**STATED PROBLEM**: Retype every one of the entries below line for line, without changing any character.

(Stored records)
=-=-=-=-=
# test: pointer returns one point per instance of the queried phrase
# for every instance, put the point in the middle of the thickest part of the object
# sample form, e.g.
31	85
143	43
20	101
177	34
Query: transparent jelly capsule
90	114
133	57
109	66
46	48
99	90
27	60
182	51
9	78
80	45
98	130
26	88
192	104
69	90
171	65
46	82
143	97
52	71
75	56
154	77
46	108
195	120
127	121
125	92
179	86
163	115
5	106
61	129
=-=-=-=-=
**FINISHED ANSWER**:
# test: pointer returns one point per instance of the queried phrase
# for every instance, put the point in the middle of the thickest part of the object
# sample form, e.g.
31	85
143	43
20	101
177	34
Query: transparent jelly capsule
90	114
133	57
109	66
46	48
99	90
27	60
182	51
9	78
80	45
98	130
26	88
192	104
69	90
171	65
46	82
143	97
52	71
75	56
154	77
46	108
195	120
127	121
125	92
179	86
163	115
5	106
61	129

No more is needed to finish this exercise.